Rambles around computer science

Diverting trains of thought, wasting precious time

Mon, 29 Sep 2014

Progress by distillation

A theme of Joe Armstrong's Strange Loop keynote was that creating stuff doesn't necessarily make progress overall. Proliferation reduces value. Entropy is our enemy. He mentioned the bewildering array of build systems, packaging systems, unidentifiable system software (I never did catch what “grunt” is) and, more generally, copies of the same or similar code and data. Building a “compressor” was his likeably vague solution.

My talk arguably continued this theme. I was talking about proliferation of dynamic languages—in contrast to the original Smalltalk vision, which didn't envisage the host of broadly similar dynamic languages which now coexist alongside it.

An underrated way to make progress is by distillation. It's to recognise repetition, to integrate and unify existing systems where possible. We don't have to do so perfectly or completely. It doesn't have to be a Grand Unifying Design. We can work opportunistically. But we need both the right mindset and the right infrastructure. Tools for creating are not enough. Tools for integrating and distilling are necessary.

I seem to have written about this before. It's nice to see the same ideas cropping up in a keynote!

[/research] permanent link contact

Project ideas 2014--2015

I maintain a brief list of ideas for student projects which I'm always willing to supervise. Here I'll elaborate on some that I'm particularly keen on this year. As always: these are just a selection. I'm very interested in having students discuss their own ideas with me, or suggesting variations on what I have proposed. Please contact me if any of these ideas (or those on the linked page) is of interest. Most of these ideas could make Bachelor's or Master's projects, with appropriate tailoring which we would discuss.

Program slicing at debug time

Program slicing is a powerful program transformation. It seeks to create a minimal program that explains some strict subset of a program's state at a particular point in an execution, throwing away code that did not influence that subset. For example, suppose I'm debugging the following (very stupid) program.

y = 12;
z = y * foo();
x = y + 1;

I might see, when debugging, that after the third line, variable x has the value 42. I want to know how it got that value. A program slicer could show me a minimised version of my program that eliminated any statements that did not contribute to the value of x. Here, that's the middle statement (probably! that's if foo() did not change y somehow).

Although Mark Weiser's original paper emphasises the fact that programmers do program slicing in their heads when debugging, automated slicing still hasn't entered the usual repertoire of features that programmers find in their debuggers. This project will implement and evaluate a slicer that is designed to be usable from a debugger. The evaluation is likely to be in size comparison with an existing slicer—smaller slices are usually better. We can also measure the speed of the slicing algorithm—since to be usable interactively in a debugger, it shouldn't be too slow.

========================================

Short exercise 1: According to the blog text, what did Joe Armstrong give as his solution to proliferation?
Short exercise 2: Update the blog text starting at "My talk arguably" and ending at "in a keynote!", swapping "distillation" for "refinement".
Short exercise 3: Write what comes next in the blog text about student project ideas, picking up after its last sentence.

========================================

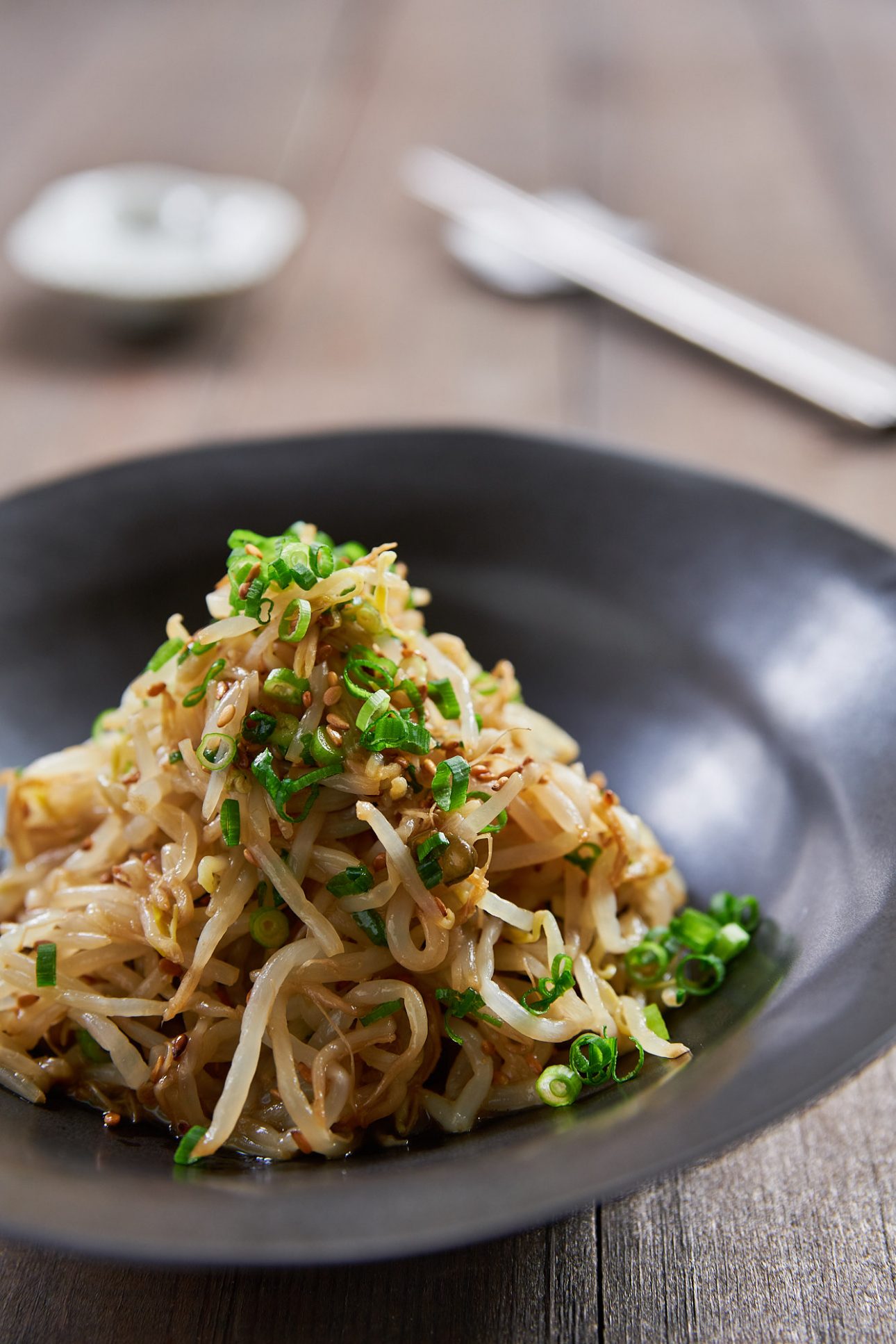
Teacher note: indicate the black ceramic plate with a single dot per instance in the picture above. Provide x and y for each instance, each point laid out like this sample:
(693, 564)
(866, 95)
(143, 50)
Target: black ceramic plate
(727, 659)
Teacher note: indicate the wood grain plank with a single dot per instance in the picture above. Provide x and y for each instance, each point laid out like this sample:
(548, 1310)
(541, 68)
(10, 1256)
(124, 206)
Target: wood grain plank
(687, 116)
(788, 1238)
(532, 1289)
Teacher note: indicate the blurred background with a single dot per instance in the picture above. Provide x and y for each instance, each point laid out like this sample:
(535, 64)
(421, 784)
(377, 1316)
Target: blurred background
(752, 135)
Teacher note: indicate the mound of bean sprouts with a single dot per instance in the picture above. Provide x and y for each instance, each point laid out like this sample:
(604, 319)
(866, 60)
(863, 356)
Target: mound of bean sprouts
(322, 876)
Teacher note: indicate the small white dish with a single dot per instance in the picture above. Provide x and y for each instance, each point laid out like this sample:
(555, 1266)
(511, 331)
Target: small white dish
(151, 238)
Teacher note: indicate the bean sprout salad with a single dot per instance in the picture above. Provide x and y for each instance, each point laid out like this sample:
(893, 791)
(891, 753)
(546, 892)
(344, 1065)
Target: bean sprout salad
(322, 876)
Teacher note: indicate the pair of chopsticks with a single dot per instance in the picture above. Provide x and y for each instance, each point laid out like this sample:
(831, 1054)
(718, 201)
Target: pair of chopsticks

========================================

Exercise answer 1: Building a "compressor."

Exercise answer 2:
My talk arguably continued this theme. I was talking about proliferation of dynamic languages—in contrast to the original Smalltalk vision, which didn't envisage the host of broadly similar dynamic languages which now coexist alongside it.

An underrated way to make progress is by refinement. It's to recognise repetition, to integrate and unify existing systems where possible. We don't have to do so perfectly or completely. It doesn't have to be a Grand Unifying Design. We can work opportunistically. But we need both the right mindset and the right infrastructure. Tools for creating are not enough. Tools for integrating and distilling are necessary.

I seem to have written about this before. It's nice to see the same ideas cropping up in a keynote!

Exercise answer 3:
A simple slicer is not too much work. There are also many directions for extensions. Precise slicing is a Turing-complete problem, so all approaches are approximate. Better approximation through cleverer program analysis is the obvious avenue. Another is amorphous slicing, which explores semantics-preserving changes to the program's syntactic structure, in order to produce a still smaller program. A third is to use knowledge of the program state itself as an extra constraint on slicing—not just the position we want to slice at, but also the values of program variables. Slicing can be seen as a kind of backwards program execution, with a user-customisable degree of concretisation introduced. The “most amorphous”, “most concrete” slice is simply the relevant subset of the (branch-free) trace of program execution (if it's unique; else the union of all possible traces leading to that state). This might not be as useful as a slice preserving slightly more of the program's execution.

There is also an incidental problem that will need treating somehow. It is that most debugging infrastructure doesn't directly you reconstruct the original source code that you're debugging (at least in the cases of native Unix-style debugging and Java debugging). Instead it enumerates the source files that went into each compilation unit, together with the line number ranges of each, and provides a shallow mapping of program counter values onto these files and lines. In Java this is very nearly enough; for C, it's less good because the preprocessing step is not explicitly described. So, there might be some insight to be had about how source files ought to be represented within debugging information. One extension might implement such an improvement, by judicious hacking on a compiler (most likely LLVM) to modify and/or supplement the debugging information that it currently outputs.

A garbage collector using `liballocs`

My work on liballocs is developing a run-time library that dynamically tracks allocations and their data types across (potentially) a whole process. This means you can ask it what's on the end of a pointer, and it can usually tell you—even for pointers to stack or heap memory, interior pointers, and so on. It can be thought of as implementing a reflection API, as a platform for building dynamic program analyses, and as a platform for implementing dynamic languages (see my talk!).

This project is about implementing a mark-and-sweep garbage collector on top of liballocs. This can be thought of as a replacement for traditional conservative collectors like the Boehm collector. If liballocs's view of the process is completely accurate, and no pointers are computed in way that we didn't anticipate, then we obtain a precise collector. To deal with unusual address computations or tricky encodings of pointers, we might still need to build in some conservatism nevertheless.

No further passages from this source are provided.